The required output is the line that contains "of the glowing" plus every line after it in the listing below, copied exactly as it appears.

:: DATASET RECORDS ::

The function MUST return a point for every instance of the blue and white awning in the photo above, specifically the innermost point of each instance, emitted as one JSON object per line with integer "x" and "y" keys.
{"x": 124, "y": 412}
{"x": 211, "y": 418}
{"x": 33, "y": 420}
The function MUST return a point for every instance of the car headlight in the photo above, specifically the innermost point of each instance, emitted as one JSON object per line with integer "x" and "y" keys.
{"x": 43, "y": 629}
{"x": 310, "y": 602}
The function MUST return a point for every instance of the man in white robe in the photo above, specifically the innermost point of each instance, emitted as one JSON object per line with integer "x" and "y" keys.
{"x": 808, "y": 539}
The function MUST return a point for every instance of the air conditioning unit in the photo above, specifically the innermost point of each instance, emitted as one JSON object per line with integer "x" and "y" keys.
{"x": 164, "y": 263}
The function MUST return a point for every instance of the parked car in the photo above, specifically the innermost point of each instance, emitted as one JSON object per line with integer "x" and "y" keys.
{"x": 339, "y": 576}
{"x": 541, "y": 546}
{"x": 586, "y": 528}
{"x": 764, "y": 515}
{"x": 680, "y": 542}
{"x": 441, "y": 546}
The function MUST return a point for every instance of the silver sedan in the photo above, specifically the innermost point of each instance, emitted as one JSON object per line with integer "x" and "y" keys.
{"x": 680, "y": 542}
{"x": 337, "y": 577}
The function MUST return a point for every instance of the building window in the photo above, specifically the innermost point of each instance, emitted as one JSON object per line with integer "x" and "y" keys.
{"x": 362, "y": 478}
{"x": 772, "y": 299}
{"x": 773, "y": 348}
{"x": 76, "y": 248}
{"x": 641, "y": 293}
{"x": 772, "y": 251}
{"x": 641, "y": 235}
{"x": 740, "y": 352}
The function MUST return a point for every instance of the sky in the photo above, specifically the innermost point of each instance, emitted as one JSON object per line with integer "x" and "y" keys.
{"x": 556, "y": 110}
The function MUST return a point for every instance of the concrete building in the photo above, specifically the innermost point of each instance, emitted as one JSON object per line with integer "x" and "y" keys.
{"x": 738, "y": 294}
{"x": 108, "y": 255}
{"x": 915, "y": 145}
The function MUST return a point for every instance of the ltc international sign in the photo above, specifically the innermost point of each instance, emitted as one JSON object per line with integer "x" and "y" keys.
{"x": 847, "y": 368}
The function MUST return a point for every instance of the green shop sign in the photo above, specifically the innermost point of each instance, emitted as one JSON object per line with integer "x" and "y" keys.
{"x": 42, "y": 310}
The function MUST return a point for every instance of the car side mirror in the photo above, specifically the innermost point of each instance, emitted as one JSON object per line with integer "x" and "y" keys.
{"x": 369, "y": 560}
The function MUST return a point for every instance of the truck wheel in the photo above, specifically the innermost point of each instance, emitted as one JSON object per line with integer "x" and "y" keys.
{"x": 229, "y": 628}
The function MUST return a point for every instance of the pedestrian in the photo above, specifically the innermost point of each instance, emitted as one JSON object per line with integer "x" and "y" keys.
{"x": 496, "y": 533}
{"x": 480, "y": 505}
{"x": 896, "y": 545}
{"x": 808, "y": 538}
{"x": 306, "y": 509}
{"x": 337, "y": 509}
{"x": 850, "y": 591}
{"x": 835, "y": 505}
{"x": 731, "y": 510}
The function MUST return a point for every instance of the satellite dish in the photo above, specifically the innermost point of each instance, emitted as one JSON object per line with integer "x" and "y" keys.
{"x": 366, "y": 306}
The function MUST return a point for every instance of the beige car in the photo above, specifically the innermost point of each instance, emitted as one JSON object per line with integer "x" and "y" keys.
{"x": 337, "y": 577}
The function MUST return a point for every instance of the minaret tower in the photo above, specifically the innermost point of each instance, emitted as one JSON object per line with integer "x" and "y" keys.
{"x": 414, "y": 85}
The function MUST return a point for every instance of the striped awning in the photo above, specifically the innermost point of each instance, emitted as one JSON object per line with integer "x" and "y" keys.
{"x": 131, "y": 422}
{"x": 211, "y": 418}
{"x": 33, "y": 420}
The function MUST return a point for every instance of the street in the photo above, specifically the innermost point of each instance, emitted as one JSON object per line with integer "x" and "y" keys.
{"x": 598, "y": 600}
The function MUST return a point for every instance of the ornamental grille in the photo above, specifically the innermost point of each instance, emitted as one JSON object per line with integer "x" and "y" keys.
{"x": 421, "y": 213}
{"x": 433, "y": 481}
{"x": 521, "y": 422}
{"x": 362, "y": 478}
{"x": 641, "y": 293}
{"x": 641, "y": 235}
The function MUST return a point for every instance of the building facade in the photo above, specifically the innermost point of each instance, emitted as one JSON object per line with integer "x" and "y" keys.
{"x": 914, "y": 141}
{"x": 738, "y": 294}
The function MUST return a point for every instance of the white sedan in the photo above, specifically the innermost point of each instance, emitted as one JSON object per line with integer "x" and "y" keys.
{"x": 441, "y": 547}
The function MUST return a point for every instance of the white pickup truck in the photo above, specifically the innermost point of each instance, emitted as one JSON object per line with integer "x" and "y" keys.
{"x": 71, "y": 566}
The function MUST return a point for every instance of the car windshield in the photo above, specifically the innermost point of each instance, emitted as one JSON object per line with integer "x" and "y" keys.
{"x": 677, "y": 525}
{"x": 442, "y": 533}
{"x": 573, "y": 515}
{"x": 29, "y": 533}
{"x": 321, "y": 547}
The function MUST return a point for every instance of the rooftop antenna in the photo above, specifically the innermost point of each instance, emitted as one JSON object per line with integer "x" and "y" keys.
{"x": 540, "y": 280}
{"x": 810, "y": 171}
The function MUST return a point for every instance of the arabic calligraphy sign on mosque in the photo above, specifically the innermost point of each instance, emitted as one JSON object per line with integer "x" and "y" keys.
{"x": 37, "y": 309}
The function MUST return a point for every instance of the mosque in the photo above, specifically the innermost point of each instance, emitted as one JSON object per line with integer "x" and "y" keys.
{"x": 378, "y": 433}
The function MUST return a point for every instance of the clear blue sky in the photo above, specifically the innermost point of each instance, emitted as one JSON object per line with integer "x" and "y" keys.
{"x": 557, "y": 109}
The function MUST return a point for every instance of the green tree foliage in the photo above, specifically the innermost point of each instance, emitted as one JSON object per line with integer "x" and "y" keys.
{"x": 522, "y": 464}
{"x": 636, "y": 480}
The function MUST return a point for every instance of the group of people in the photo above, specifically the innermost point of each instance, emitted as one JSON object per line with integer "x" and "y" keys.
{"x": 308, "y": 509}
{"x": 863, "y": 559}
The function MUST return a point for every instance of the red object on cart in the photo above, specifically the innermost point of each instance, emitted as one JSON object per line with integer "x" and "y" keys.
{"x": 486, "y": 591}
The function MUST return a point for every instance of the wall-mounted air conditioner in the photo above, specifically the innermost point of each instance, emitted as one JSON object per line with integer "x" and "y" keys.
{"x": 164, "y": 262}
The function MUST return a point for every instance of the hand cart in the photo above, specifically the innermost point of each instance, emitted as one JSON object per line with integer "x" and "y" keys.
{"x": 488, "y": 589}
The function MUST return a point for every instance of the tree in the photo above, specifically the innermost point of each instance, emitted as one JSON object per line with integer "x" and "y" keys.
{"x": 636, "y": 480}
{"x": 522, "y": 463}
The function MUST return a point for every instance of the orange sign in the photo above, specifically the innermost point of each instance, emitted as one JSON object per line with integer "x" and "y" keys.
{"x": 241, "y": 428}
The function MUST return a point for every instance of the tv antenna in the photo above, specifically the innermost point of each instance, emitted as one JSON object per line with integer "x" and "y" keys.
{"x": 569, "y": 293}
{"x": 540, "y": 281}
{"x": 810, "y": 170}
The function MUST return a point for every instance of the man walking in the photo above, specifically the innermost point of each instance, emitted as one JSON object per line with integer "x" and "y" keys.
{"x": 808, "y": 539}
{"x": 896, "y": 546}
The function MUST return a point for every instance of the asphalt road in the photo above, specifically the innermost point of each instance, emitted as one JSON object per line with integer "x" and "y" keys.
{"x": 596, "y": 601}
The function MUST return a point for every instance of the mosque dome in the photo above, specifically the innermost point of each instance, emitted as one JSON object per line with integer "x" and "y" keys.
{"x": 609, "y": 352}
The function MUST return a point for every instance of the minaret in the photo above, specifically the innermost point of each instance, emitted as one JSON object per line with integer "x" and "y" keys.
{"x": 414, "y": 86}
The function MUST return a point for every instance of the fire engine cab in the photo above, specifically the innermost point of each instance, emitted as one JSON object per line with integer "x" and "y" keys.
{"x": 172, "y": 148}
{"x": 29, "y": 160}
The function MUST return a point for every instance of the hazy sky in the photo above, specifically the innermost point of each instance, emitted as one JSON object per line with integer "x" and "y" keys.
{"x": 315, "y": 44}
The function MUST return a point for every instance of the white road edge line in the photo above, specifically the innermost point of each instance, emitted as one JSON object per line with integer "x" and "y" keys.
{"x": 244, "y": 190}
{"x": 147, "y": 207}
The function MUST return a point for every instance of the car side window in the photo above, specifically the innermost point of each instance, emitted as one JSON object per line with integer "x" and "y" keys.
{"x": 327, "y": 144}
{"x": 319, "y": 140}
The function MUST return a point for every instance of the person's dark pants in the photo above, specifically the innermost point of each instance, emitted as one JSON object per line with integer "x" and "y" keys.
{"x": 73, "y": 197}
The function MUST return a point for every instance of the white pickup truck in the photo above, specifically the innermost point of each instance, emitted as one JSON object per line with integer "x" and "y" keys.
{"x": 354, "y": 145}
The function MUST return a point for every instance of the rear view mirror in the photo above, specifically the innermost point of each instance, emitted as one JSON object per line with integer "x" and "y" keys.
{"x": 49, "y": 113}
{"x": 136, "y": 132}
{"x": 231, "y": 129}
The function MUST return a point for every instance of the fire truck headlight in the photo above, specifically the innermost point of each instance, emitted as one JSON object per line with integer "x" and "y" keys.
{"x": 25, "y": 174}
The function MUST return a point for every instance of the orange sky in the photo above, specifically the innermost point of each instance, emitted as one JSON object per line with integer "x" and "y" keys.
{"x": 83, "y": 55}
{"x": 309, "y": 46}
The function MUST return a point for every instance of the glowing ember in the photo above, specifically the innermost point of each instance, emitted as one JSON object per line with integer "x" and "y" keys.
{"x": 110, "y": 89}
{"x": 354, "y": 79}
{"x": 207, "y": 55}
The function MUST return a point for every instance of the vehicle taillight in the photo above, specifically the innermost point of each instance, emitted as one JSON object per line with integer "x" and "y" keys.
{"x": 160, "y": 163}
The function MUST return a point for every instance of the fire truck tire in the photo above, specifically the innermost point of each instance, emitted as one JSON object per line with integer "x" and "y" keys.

:::

**SOLUTION FOR THIS EXERCISE:**
The function MUST return a point for every instance of the glowing ember in the photo above, specifically the innermost point of each instance, emitted as one JSON object per line with integer "x" and "y" keys.
{"x": 110, "y": 89}
{"x": 354, "y": 79}
{"x": 207, "y": 55}
The function MUST return a point for every instance of the vehicle taillight in the photo above, specifically the innermost point of each instance, emitted as one JSON object per line with integer "x" and "y" keys.
{"x": 160, "y": 163}
The function MUST return a point for every instance of the fire truck tire in the photo above, specifically the innermost point of each instance, emitted as one JSON object per line with integer "x" and "y" keys.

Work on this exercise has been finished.